TEXTO FORNECIDO:

==================================================

Por isso, nomes como Vanilla Ice e Beastie Boys — que receberá um documentário dirigido por Spike Jonze; branco — surgiram na cena, ainda nos anos 80. Ou outros, como Eminem, Fat Joe e, mais recentemente, Lil Pump, o falecido Lil Peep, Mac Miller, Mackelmore e, no Brasil, Haikaiss, Costa Gold, Cynthia Luz, Matuê e alguns outros.

A discussão, entretanto, não é sobre a qualidade das rimas de pessoas brancas ou sua simples presença em um espaço afrocentrado, mas o quanto elas entendem que esse não é menos preto por elas estarem lá. Ou, em uma paráfrase com o, sim, racista Gilberto Freyre, um espaço "democraticamente racial". Este parece ser um dos pontos básicos para que rappers brancos sejam aceitos dentro do movimento hip hop: não falar o que não sabe, não se meter onde não é chamado e não tentar se por num lugar em que nunca esteve. Alguns entendem isso. Outros, como Fábio Brazza, nem tanto.

Faça um exercício: imagine quantos personagens de desenho animado, que não são desenhados como negros, possuem uma personalidade próxima de uma pessoa preta. Eu consigo pensar em vários, desde Dragon Ball até Looney Tunes. Ainda assim, nenhum deles foram desenhados como personagens negros. Talvez por não ser essa a proposta das animações que fazem parte, talvez pra passar um tipo de mensagem subliminar. Nunca saberei, de fato.

Claro, isso é uma suposição, algo que pensei enquanto conversava com um amigo, também negro, sobre como personagens como Piccolo e Patolino se pareciam muito mais pessoas pretas do que só alienígenas que voam ou patos estressados, respectivamente. E, ainda que, no fundo, estes não sejam personagens negros em animações clássicas, se assim o fossem, certamente seriam menos interessantes e queridos — justamente porque não estariam livres do racismo de seus países, autores e editores.

Mas o que vi quando fiz esse exercício de tentar encontrar personalidades pretas em personagens não-pretos pela primeira vez foi: existe um grupo — nada discreto, por sinal — que determina como pessoas pretas são representadas e a importância dos seus feitos. E isso não é uma exclusividade de animações; o cinema e a TV estão cheio delas.

Isso acontece, também, quando existe uma tentativa por parte da indústria de não ser racista. E sim, há um problema aí. Porque, muitas vezes, essas coisas passam despercebidas do grande público.

==================================================

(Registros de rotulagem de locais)
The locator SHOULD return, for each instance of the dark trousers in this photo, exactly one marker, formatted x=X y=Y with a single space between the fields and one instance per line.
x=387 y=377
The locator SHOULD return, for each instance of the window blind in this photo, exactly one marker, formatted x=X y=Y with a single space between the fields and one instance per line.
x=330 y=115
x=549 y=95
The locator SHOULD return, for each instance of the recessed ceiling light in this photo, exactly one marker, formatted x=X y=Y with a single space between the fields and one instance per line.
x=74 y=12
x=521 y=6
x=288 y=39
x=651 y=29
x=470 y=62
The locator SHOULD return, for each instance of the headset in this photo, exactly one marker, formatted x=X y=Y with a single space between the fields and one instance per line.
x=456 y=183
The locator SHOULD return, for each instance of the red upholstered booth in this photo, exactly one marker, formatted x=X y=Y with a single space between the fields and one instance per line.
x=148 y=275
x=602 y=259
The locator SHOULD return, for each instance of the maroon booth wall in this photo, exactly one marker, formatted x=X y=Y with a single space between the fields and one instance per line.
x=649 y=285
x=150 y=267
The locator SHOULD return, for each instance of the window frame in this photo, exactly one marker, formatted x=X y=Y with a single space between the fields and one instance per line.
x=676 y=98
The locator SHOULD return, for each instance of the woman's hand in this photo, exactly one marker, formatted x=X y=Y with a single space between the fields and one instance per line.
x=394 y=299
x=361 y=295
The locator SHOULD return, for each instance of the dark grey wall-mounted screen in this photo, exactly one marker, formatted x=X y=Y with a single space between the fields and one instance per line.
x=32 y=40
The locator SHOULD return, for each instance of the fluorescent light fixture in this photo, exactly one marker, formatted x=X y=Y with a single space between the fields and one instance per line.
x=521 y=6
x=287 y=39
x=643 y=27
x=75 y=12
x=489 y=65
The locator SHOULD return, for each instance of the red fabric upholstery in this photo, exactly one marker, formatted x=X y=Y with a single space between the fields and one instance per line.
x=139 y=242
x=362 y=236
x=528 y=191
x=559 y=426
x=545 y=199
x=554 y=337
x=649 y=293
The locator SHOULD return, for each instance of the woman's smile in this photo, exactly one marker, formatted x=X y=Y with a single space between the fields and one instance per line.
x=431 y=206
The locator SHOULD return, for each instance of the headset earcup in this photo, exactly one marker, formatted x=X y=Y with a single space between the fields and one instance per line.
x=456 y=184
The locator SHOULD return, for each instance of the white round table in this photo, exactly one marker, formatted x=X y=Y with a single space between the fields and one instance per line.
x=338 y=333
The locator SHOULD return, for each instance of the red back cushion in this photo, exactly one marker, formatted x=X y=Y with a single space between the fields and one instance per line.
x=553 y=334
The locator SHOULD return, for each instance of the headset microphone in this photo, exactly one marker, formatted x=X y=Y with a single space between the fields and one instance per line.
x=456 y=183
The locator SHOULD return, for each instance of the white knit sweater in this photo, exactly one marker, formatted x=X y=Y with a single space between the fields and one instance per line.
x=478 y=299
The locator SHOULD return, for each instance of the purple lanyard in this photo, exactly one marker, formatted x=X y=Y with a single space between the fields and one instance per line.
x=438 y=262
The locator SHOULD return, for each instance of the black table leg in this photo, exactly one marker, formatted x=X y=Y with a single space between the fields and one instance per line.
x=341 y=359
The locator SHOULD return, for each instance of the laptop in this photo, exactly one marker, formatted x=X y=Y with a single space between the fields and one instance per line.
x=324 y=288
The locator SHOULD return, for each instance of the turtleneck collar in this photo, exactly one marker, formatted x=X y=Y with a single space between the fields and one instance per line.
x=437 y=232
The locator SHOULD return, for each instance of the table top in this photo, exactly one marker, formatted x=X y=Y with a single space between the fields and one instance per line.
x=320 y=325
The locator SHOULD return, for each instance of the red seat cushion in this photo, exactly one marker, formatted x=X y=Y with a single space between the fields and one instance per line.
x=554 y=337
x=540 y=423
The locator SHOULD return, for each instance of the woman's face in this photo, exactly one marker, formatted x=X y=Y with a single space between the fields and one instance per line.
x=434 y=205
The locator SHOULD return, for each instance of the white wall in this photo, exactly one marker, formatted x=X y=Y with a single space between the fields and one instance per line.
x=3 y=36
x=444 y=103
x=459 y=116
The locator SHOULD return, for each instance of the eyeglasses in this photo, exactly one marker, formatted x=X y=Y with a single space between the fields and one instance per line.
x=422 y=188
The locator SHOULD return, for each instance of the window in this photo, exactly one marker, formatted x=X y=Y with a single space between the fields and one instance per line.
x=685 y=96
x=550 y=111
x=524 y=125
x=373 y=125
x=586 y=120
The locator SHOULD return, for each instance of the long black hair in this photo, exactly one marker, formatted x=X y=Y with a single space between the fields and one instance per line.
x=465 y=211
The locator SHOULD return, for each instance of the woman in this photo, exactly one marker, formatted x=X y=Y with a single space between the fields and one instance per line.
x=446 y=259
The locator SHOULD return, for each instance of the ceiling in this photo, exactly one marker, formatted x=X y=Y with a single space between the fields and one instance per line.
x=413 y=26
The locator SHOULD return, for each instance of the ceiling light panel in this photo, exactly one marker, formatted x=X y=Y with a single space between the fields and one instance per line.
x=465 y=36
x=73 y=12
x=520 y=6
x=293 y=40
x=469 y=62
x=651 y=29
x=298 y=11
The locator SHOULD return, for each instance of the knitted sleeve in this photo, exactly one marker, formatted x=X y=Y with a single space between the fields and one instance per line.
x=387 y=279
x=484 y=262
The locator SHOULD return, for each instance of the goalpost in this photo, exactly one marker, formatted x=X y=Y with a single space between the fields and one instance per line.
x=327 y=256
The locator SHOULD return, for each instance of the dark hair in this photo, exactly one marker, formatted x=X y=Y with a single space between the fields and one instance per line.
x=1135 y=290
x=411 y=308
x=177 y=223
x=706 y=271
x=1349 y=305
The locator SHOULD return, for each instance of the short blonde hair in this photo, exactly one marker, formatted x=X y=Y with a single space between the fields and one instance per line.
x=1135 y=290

==================================================

TRABALHO PEDIDO:
- 1) Imprima o trecho do texto sobre rappers brancos no hip hop entre "Por isso, nomes" e "e alguns outros.", inclusive.
- 2) Liste os nomes que o texto sobre rappers brancos no hip hop cita como sendo do Brasil.
- 3) Por favor, retome o texto sobre rappers brancos no hip hop e dê continuidade a ele depois da última frase.

RESPOSTAS:
- 1)
Por isso, nomes como Vanilla Ice e Beastie Boys — que receberá um documentário dirigido por Spike Jonze; branco — surgiram na cena, ainda nos anos 80. Ou outros, como Eminem, Fat Joe e, mais recentemente, Lil Pump, o falecido Lil Peep, Mac Miller, Mackelmore e, no Brasil, Haikaiss, Costa Gold, Cynthia Luz, Matuê e alguns outros.

- 2) Haikaiss, Costa Gold, Cynthia Luz, Matuê

- 3)
Tentativas racistas de não ser racista

Quando Ghost in the Shell foi anunciado com Scarlet Johanson como Major, muito se falou sobre whitewashing — ou a substituição de pessoas asiáticas por brancas em produções centradas em um ambiente asiático. Bem, eu não estava lá, mas imagino que o mesmo não tenha acontecido quando Max Fleischer se inspirou em Esther Jones — preta — pra criar a Betty Boop — branca. Ou quando "esqueceram" a origem africana de Santo Agostinho. Podemos tratar como blackwashing?

Mas, com o avanço das décadas, tecnologia, acesso a informação e globalização, a indústria começou a pensar em formas diferentes de falar sobre pessoas negras. E tentar não ser racista.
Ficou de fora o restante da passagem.